(DATOS DE TRABAJO)
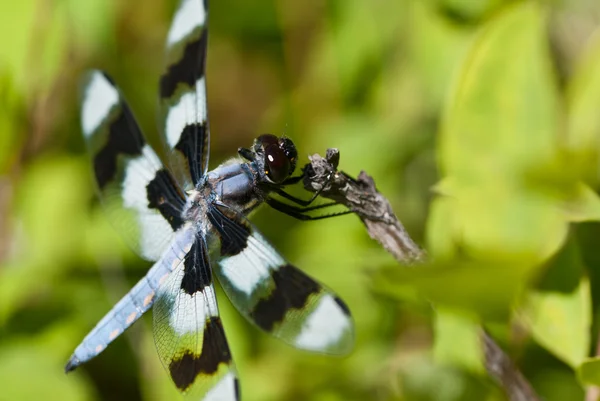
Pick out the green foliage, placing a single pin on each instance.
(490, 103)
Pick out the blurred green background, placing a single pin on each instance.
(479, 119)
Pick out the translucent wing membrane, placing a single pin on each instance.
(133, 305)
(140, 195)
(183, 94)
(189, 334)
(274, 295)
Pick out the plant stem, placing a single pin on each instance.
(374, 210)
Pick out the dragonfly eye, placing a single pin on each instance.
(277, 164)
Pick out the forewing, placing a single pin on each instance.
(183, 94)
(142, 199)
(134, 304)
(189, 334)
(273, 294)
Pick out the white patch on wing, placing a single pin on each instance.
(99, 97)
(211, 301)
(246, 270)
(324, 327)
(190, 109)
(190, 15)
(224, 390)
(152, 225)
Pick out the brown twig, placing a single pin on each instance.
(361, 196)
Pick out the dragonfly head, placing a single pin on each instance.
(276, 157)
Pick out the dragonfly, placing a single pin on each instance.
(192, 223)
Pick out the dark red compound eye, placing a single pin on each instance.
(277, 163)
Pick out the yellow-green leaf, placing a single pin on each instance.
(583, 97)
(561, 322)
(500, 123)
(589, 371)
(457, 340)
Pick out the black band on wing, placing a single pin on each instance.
* * *
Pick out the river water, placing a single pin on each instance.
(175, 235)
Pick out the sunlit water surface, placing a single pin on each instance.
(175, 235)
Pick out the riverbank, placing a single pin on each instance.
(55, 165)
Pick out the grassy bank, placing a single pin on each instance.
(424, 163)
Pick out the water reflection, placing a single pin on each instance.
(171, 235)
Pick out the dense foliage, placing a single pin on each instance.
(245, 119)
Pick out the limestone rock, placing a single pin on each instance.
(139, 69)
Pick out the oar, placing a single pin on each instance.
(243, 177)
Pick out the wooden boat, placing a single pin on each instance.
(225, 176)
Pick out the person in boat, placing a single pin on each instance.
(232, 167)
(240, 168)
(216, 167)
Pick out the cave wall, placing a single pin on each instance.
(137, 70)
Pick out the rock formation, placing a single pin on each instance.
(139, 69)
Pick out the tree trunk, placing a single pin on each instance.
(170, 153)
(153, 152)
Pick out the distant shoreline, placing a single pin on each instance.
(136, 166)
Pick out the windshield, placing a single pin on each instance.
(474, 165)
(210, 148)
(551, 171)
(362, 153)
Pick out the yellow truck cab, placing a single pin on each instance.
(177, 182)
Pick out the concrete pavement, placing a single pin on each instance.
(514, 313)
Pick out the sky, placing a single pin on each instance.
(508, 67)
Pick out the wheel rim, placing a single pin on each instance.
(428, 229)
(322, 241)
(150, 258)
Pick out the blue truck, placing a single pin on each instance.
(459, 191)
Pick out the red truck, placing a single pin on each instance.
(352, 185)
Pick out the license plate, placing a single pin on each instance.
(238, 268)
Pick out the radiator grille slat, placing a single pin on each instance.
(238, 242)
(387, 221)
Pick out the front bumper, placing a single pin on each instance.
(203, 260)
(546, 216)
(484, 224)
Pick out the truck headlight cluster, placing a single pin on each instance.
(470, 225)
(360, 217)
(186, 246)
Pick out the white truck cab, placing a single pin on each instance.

(PROBLEMA ESCRITO) Edita las líneas que empiezan en la que contiene "Pick out the dragonfly head, placing" y terminan en la que contiene "Pick out the black": vuelve a escribirlas cambiando "dragonfly" por "insect" y sin alterar nada más.

(RESPUESTA ESCRITA)
Pick out the insect head, placing a single pin on each instance.
(276, 157)
Pick out the insect, placing a single pin on each instance.
(192, 223)
Pick out the dark red compound eye, placing a single pin on each instance.
(277, 163)
Pick out the yellow-green leaf, placing a single pin on each instance.
(583, 97)
(561, 322)
(500, 123)
(589, 371)
(457, 340)
Pick out the black band on wing, placing a single pin on each instance.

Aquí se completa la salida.